Exercise brief: Search the data for the string "stone" and extract every line where it appears.

START Information shown

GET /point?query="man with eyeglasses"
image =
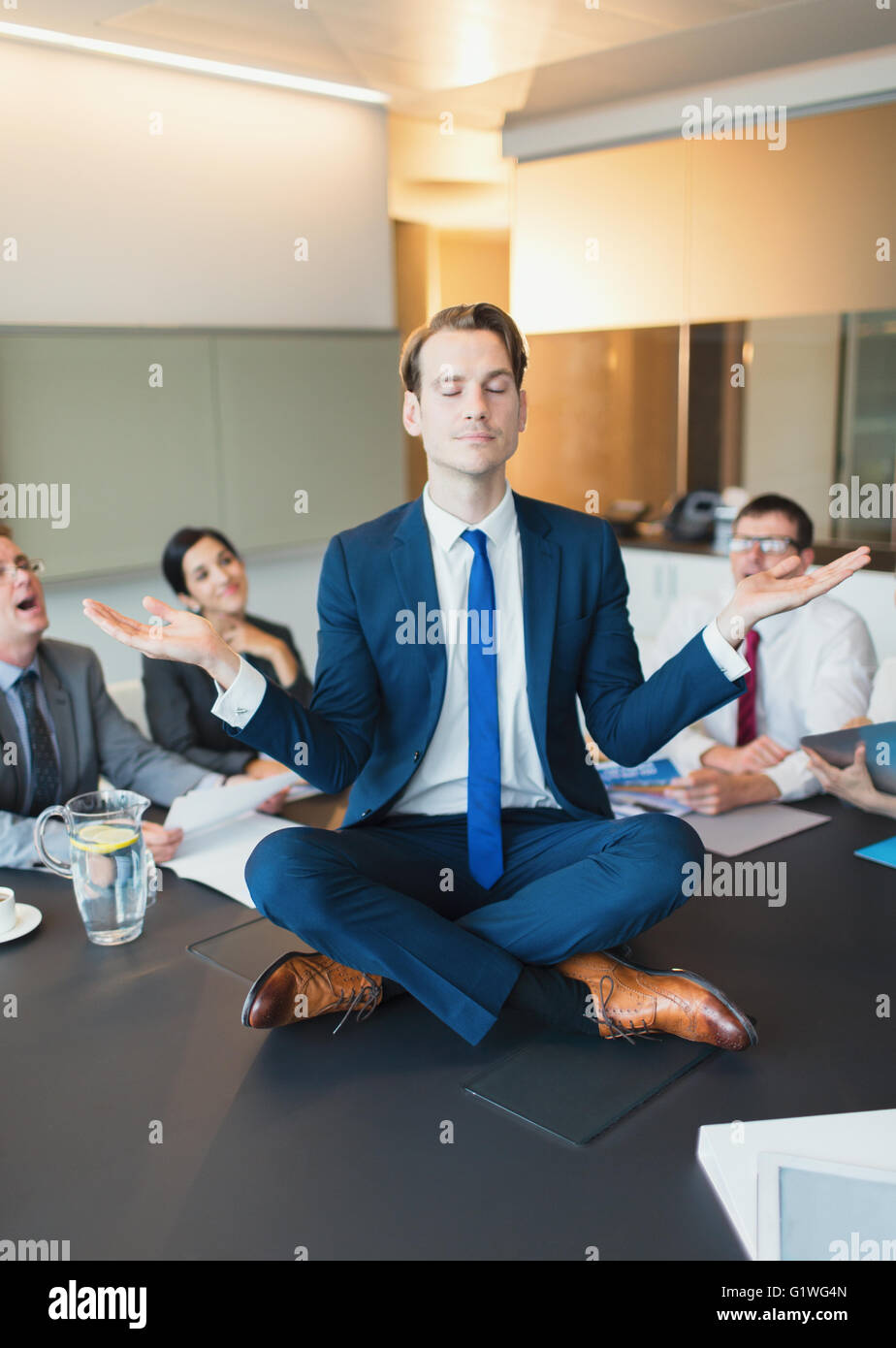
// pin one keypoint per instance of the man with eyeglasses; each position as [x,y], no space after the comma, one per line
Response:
[59,728]
[812,670]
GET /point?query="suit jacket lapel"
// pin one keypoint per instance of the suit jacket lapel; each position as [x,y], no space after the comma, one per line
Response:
[59,704]
[540,590]
[415,574]
[14,791]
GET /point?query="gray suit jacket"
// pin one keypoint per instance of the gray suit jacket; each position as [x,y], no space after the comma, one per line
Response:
[93,738]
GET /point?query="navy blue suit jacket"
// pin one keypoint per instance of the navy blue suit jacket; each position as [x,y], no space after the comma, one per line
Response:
[376,701]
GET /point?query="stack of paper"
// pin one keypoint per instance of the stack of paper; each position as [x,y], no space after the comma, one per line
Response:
[221,826]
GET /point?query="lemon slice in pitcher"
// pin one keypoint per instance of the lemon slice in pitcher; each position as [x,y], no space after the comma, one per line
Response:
[106,837]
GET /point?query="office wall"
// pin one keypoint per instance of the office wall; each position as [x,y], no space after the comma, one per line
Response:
[706,231]
[190,228]
[194,225]
[789,411]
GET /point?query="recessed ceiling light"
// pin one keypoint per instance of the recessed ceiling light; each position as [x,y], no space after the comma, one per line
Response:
[198,65]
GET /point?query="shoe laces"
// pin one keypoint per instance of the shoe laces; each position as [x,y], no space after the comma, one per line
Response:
[367,995]
[616,1032]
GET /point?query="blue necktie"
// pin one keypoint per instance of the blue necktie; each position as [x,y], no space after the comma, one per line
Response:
[484,770]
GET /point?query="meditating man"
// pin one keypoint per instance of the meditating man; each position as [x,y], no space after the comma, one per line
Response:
[478,866]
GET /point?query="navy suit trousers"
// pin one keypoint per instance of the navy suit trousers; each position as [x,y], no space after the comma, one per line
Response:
[397,898]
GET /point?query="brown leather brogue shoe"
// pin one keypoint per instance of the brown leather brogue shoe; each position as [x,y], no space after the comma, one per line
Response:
[630,1001]
[298,987]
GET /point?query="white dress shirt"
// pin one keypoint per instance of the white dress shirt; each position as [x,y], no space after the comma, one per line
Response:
[882,704]
[439,784]
[814,671]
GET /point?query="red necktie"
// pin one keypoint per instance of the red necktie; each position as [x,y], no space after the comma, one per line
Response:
[747,704]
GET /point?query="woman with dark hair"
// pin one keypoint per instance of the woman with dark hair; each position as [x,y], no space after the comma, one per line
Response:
[208,576]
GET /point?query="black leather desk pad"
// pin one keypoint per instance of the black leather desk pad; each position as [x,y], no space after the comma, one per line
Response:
[577,1085]
[246,949]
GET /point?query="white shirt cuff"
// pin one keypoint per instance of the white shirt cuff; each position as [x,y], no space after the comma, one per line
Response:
[794,778]
[238,704]
[730,663]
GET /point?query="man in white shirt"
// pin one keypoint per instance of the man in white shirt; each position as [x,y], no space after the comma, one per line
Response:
[478,866]
[812,670]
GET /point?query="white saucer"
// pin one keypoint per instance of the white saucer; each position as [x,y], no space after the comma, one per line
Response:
[27,918]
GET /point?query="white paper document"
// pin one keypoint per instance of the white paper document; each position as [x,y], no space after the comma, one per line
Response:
[221,828]
[204,809]
[217,856]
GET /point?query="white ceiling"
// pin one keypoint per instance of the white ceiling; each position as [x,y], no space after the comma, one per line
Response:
[483,59]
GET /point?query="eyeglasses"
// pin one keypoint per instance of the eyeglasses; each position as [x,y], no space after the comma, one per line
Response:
[767,545]
[21,563]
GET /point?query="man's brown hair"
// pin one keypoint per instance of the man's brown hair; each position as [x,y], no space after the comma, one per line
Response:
[465,318]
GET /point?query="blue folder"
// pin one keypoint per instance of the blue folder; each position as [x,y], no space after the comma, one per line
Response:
[882,852]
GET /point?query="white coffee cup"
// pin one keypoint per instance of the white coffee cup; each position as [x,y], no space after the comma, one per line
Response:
[7,910]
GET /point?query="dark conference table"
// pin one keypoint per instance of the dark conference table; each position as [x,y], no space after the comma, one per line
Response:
[293,1138]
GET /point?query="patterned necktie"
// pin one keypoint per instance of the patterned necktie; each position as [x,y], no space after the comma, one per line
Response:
[484,768]
[747,704]
[45,768]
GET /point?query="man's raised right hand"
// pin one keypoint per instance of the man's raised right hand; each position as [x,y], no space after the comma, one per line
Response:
[186,638]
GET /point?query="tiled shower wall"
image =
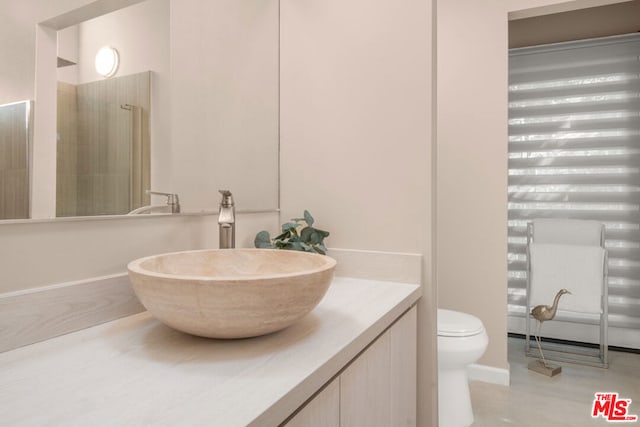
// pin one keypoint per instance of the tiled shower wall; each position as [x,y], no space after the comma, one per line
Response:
[14,164]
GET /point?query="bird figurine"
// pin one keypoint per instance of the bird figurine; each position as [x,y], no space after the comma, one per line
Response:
[542,313]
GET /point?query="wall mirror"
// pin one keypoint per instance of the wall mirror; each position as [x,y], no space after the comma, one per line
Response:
[112,137]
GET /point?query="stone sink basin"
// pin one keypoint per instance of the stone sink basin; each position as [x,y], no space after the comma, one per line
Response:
[231,293]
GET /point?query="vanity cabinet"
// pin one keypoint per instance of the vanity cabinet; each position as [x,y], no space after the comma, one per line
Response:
[378,388]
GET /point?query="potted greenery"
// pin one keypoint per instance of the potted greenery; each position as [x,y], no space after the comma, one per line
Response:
[297,235]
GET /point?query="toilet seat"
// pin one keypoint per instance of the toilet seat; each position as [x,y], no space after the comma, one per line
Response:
[456,324]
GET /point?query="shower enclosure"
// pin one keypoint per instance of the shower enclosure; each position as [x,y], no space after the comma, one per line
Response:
[103,146]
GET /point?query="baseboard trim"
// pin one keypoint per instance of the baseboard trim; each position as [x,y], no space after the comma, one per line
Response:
[488,374]
[38,314]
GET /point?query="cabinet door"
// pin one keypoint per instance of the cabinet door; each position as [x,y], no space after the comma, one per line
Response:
[322,411]
[379,388]
[404,373]
[365,387]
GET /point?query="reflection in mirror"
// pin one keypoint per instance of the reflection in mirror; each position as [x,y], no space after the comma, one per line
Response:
[15,130]
[103,135]
[103,146]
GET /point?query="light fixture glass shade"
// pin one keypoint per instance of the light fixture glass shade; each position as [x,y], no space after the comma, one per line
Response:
[107,61]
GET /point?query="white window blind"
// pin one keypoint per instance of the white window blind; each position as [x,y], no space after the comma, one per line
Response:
[574,152]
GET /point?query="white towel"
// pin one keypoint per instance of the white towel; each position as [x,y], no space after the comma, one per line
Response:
[579,269]
[567,231]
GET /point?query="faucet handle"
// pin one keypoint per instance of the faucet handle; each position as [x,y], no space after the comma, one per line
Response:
[172,199]
[227,199]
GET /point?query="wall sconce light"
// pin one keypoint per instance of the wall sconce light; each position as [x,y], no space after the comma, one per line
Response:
[107,61]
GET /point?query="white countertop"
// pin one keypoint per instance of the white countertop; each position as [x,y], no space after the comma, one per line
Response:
[136,371]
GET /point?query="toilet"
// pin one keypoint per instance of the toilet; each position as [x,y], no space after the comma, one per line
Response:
[462,340]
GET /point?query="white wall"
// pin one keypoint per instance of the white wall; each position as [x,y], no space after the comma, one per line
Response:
[356,134]
[35,254]
[18,40]
[472,157]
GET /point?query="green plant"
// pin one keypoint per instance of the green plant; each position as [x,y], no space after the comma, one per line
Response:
[298,235]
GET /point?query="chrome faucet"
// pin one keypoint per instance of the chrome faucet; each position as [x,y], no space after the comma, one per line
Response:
[227,221]
[172,200]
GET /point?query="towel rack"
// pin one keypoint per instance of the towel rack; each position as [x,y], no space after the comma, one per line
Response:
[581,234]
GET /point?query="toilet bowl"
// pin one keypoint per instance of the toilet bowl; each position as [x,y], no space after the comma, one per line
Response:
[462,340]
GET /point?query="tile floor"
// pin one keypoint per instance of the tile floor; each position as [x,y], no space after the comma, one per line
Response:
[536,400]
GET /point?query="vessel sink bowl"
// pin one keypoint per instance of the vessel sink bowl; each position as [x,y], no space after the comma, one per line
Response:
[231,293]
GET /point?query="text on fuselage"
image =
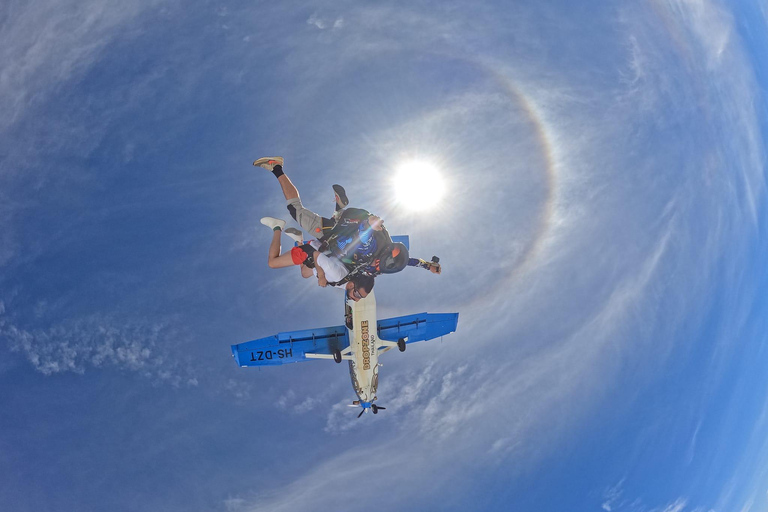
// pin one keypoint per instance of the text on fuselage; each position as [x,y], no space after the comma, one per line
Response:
[268,355]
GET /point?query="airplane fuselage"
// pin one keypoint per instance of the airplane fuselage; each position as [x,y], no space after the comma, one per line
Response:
[364,364]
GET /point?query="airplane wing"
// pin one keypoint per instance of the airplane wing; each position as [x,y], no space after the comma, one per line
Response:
[291,347]
[418,327]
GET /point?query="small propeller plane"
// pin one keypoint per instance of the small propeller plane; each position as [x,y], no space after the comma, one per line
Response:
[360,341]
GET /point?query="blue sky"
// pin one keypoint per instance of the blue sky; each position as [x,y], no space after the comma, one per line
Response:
[603,237]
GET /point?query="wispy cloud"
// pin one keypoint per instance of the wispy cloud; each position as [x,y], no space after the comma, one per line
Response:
[100,342]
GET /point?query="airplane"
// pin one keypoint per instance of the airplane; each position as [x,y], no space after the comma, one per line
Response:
[361,340]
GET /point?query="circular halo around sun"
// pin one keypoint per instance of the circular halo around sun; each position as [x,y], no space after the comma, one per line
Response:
[418,185]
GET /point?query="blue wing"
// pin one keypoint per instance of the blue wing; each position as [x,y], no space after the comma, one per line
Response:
[419,327]
[290,347]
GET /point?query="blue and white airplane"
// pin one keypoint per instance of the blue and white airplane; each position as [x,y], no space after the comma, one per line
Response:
[360,341]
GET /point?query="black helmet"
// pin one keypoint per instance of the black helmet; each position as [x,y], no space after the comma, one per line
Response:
[395,258]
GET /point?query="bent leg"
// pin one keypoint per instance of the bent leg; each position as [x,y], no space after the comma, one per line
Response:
[289,189]
[309,221]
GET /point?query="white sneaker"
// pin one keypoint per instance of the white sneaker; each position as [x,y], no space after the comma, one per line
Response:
[269,162]
[273,223]
[294,233]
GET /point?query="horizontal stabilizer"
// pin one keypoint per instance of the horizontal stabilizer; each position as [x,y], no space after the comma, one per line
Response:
[290,347]
[419,327]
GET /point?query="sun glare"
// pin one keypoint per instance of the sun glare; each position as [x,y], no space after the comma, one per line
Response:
[418,185]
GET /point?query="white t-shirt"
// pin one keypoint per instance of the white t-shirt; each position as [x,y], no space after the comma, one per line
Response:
[334,269]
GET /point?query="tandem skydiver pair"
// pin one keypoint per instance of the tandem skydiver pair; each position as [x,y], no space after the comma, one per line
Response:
[350,249]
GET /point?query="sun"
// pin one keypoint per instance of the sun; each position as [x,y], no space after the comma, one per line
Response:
[418,185]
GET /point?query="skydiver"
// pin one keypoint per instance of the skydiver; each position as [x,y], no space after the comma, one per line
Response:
[355,237]
[309,257]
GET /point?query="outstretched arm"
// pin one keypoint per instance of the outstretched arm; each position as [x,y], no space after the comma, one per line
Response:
[321,280]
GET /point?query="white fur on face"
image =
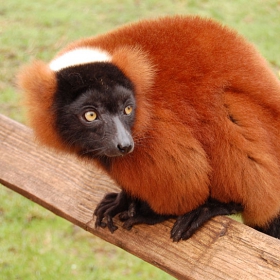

END Information shown

Answer area:
GET /point?query="stone sink basin"
// pin one keypoint per instance of the stone sink basin; each position as [x,y], no space after the comma, one per line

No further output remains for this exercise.